(Supplied records)

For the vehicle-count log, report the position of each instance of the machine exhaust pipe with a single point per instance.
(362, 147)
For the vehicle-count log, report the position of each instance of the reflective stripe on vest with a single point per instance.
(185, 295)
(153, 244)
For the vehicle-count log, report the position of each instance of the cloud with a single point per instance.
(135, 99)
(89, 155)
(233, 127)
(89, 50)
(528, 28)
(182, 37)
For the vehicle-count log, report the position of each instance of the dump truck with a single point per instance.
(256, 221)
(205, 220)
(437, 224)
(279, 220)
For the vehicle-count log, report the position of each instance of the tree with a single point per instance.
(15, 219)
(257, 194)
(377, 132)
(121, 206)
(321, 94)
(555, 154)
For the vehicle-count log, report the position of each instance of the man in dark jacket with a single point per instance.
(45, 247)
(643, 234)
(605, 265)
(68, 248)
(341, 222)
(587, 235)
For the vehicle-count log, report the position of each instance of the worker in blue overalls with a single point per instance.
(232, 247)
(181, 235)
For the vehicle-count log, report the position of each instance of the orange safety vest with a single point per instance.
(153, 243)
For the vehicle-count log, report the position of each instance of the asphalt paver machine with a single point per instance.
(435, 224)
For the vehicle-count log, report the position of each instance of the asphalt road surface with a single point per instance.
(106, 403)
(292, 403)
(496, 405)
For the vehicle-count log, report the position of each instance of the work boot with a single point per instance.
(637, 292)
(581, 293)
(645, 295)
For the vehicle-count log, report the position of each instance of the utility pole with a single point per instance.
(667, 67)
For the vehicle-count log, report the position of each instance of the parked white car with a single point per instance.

(End Supplied records)

### [Activity]
Print the records once more, exactly as written.

### [Written response]
For the vehicle-count log, report the position of each instance of the machine exhaust pipe with a single point per instance.
(362, 147)
For the vehicle-count log, report the position of each instance of the reflective stripe on vest with a single point per instance.
(185, 295)
(153, 244)
For the vehicle-count log, report the position of each instance of the cloud with a single point per instance.
(135, 99)
(89, 155)
(233, 127)
(89, 50)
(528, 28)
(182, 37)
For the vehicle-count log, report the position of each instance of the dump truck with a single point per instance.
(256, 221)
(205, 220)
(437, 224)
(279, 220)
For the vehicle-count log, report the position of each instance of the tree with a single point per instance.
(15, 219)
(257, 194)
(377, 132)
(121, 206)
(321, 94)
(555, 154)
For the vehicle-count log, report the position of each instance of the man in dark jacket with a single point per instance.
(45, 247)
(643, 234)
(605, 265)
(68, 248)
(341, 222)
(587, 235)
For the vehicle-count log, report the position of each instance of the worker in blue overalls with a single point per instance.
(232, 247)
(181, 235)
For the vehicle-count log, report the position of each instance of the orange safety vest with a single point per instance.
(153, 243)
For the vehicle-count log, report the position of each instance of the asphalt paver machine with a single point per instance.
(435, 224)
For the vehicle-count log, report the position of each instance of the asphalt road surface with a single point per instance.
(106, 403)
(292, 403)
(496, 405)
For the vehicle-count log, report the position of each instance of the work boot with a single point per instance.
(637, 292)
(581, 293)
(645, 295)
For the vehicle-count log, report the position of each instance of the utility pole with a single point per instance.
(667, 67)
For the vehicle-count log, report the position of each instance of the parked white car with a single point per instance.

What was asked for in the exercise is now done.